• Task goal: Rewrite every line of the records below as a numbered list, dropping blank lines and leaving out the pictures.

** START **

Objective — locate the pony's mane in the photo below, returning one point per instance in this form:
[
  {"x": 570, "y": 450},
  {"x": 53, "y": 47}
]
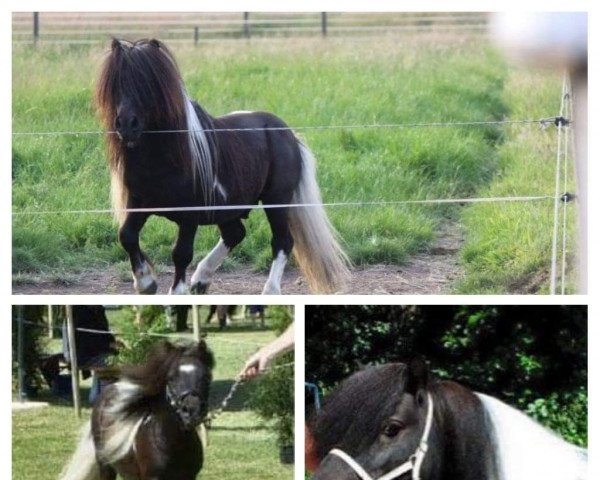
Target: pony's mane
[
  {"x": 526, "y": 450},
  {"x": 146, "y": 73},
  {"x": 151, "y": 377},
  {"x": 138, "y": 383},
  {"x": 370, "y": 394}
]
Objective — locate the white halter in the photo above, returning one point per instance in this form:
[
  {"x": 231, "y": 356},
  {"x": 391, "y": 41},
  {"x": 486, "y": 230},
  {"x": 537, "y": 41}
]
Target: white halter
[{"x": 413, "y": 463}]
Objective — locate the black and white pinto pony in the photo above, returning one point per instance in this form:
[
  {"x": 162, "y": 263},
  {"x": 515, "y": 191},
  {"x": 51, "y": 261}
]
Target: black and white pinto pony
[
  {"x": 169, "y": 153},
  {"x": 395, "y": 422},
  {"x": 145, "y": 426}
]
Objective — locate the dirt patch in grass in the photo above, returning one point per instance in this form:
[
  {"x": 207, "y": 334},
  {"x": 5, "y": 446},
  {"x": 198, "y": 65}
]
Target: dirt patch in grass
[{"x": 432, "y": 272}]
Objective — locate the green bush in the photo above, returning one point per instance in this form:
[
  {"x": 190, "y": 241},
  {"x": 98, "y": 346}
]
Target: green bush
[
  {"x": 34, "y": 342},
  {"x": 533, "y": 357},
  {"x": 273, "y": 396}
]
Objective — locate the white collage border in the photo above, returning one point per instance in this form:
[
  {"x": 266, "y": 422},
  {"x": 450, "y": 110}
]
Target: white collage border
[{"x": 592, "y": 299}]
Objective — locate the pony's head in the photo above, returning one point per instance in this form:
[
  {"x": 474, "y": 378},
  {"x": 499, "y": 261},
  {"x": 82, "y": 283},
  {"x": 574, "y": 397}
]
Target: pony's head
[
  {"x": 376, "y": 423},
  {"x": 188, "y": 384},
  {"x": 180, "y": 374},
  {"x": 139, "y": 89}
]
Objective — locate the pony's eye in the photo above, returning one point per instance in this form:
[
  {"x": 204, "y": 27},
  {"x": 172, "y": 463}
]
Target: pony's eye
[{"x": 392, "y": 429}]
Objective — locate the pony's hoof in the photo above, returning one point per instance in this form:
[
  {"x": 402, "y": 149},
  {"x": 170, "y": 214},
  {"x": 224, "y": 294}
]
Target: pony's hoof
[
  {"x": 200, "y": 288},
  {"x": 149, "y": 289}
]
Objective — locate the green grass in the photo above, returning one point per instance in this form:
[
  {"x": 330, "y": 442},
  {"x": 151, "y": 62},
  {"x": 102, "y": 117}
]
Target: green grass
[
  {"x": 306, "y": 83},
  {"x": 508, "y": 245},
  {"x": 240, "y": 447}
]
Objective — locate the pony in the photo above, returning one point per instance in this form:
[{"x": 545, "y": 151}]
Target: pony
[
  {"x": 165, "y": 151},
  {"x": 144, "y": 426},
  {"x": 395, "y": 421}
]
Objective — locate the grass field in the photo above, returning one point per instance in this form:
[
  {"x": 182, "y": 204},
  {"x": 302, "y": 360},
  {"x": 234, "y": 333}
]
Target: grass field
[
  {"x": 312, "y": 82},
  {"x": 241, "y": 446}
]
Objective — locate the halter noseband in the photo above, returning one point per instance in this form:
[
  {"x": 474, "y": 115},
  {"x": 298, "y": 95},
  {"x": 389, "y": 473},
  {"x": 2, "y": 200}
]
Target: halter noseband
[
  {"x": 175, "y": 401},
  {"x": 413, "y": 463}
]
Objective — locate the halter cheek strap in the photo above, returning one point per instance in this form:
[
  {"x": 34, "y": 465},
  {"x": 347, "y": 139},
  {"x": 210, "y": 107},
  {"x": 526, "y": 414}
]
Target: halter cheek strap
[{"x": 414, "y": 462}]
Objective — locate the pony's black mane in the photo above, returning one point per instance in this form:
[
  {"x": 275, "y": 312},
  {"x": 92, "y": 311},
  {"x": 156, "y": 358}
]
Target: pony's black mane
[
  {"x": 152, "y": 376},
  {"x": 370, "y": 394}
]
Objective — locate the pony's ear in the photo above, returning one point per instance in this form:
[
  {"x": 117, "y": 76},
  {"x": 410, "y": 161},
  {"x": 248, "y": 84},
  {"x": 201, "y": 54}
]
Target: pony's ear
[
  {"x": 417, "y": 375},
  {"x": 116, "y": 44}
]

** END **

• Full output:
1. Objective — locate the pony's mane in the photo below, returning one point per instance in this form:
2. [
3.   {"x": 570, "y": 450},
4.   {"x": 53, "y": 47}
5. ]
6. Target: pony's mane
7. [
8.   {"x": 526, "y": 450},
9.   {"x": 146, "y": 73},
10.   {"x": 151, "y": 377},
11.   {"x": 138, "y": 383},
12.   {"x": 370, "y": 394}
13. ]
14. Objective — locate the white halter in the photo above, returning one point per instance in this form:
15. [
16.   {"x": 231, "y": 356},
17.   {"x": 391, "y": 41},
18.   {"x": 486, "y": 230},
19.   {"x": 537, "y": 41}
20. ]
21. Target: white halter
22. [{"x": 413, "y": 463}]
23. Objective — locate the black and white pinto pony in the photo above, returning one point per instance in this form:
24. [
25.   {"x": 162, "y": 263},
26.   {"x": 515, "y": 191},
27.   {"x": 51, "y": 261}
28. ]
29. Target: black and white pinto pony
30. [
31.   {"x": 169, "y": 153},
32.   {"x": 395, "y": 422},
33.   {"x": 145, "y": 426}
34. ]
35. Objective — locate the dirt patch in grass in the photo above, returning one point per instance in this form:
36. [
37.   {"x": 207, "y": 334},
38.   {"x": 5, "y": 446},
39.   {"x": 198, "y": 65}
40. ]
41. Target: dirt patch in grass
42. [{"x": 432, "y": 272}]
43. Objective — locate the green bush in the photo above, returning one point per instance in this form:
44. [
45.   {"x": 190, "y": 241},
46.   {"x": 98, "y": 346}
47. ]
48. Target: green bush
49. [
50.   {"x": 34, "y": 342},
51.   {"x": 533, "y": 357},
52.   {"x": 273, "y": 396}
53. ]
54. Objective — locate the white collage border in the photo above, returning one point per instance in this form:
55. [
56.   {"x": 266, "y": 422},
57.   {"x": 450, "y": 110}
58. ]
59. Target: white collage border
60. [{"x": 592, "y": 299}]
61. Objective — locate the pony's head in the photo above, returning one point per instance in this form:
62. [
63.   {"x": 474, "y": 378},
64.   {"x": 499, "y": 261},
65.   {"x": 82, "y": 283},
66.   {"x": 574, "y": 397}
67. ]
68. Target: pony's head
69. [
70.   {"x": 376, "y": 423},
71.   {"x": 188, "y": 384},
72.   {"x": 180, "y": 374},
73.   {"x": 139, "y": 89}
74. ]
75. Objective — locate the pony's eye in the photo above, returning one point per instance in this form:
76. [
77.   {"x": 204, "y": 27},
78.   {"x": 172, "y": 463}
79. ]
80. Target: pony's eye
81. [{"x": 392, "y": 429}]
82. Objective — locate the pony's hoof in the photo above, returning one point per instance in this form:
83. [
84.   {"x": 402, "y": 149},
85.   {"x": 170, "y": 214},
86.   {"x": 224, "y": 294}
87. ]
88. Target: pony's hoof
89. [
90.   {"x": 200, "y": 288},
91.   {"x": 149, "y": 289}
92. ]
93. Objective — locate the green grass in the photo above, returning one point per instance in this form:
94. [
95.   {"x": 330, "y": 442},
96.   {"x": 151, "y": 62},
97.   {"x": 102, "y": 117}
98. ]
99. Target: green grass
100. [
101.   {"x": 306, "y": 83},
102.   {"x": 508, "y": 245},
103.   {"x": 240, "y": 447}
104. ]
105. Objective — locate the pony in the photo above, returning one point per instance in this form:
106. [{"x": 545, "y": 151}]
107. Target: pony
108. [
109.   {"x": 165, "y": 151},
110.   {"x": 144, "y": 426},
111.   {"x": 395, "y": 421}
112. ]
113. Objective — locate the grass field in the photo above, returning one point per instance in this form:
114. [
115.   {"x": 182, "y": 204},
116.   {"x": 302, "y": 360},
117.   {"x": 234, "y": 333}
118. ]
119. Target: grass field
120. [
121.   {"x": 312, "y": 82},
122.   {"x": 241, "y": 446}
123. ]
124. Objective — locate the halter noseband in the photo above, returning one point per instance in this form:
125. [
126.   {"x": 474, "y": 115},
127.   {"x": 298, "y": 95},
128.   {"x": 389, "y": 473},
129.   {"x": 2, "y": 200}
130. ]
131. Target: halter noseband
132. [
133.   {"x": 175, "y": 401},
134.   {"x": 413, "y": 463}
135. ]
136. Objective — locate the halter cheek strap in the photo above, returning one point per instance in this form:
137. [
138.   {"x": 34, "y": 465},
139.   {"x": 347, "y": 139},
140.   {"x": 210, "y": 107},
141.   {"x": 526, "y": 414}
142. ]
143. Target: halter cheek strap
144. [{"x": 414, "y": 462}]
145. Objective — locate the pony's black mane in the photo above, returning one point per instance in this form:
146. [
147.   {"x": 275, "y": 312},
148.   {"x": 92, "y": 311},
149.   {"x": 156, "y": 358}
150. ]
151. Target: pony's black mane
152. [
153.   {"x": 152, "y": 376},
154.   {"x": 370, "y": 394}
155. ]
156. Objective — locate the pony's ear in the photo above, returning one point per instance in this form:
157. [
158.   {"x": 117, "y": 76},
159.   {"x": 410, "y": 161},
160.   {"x": 248, "y": 84},
161.   {"x": 201, "y": 54}
162. ]
163. Target: pony's ear
164. [
165.   {"x": 417, "y": 375},
166.   {"x": 116, "y": 44}
167. ]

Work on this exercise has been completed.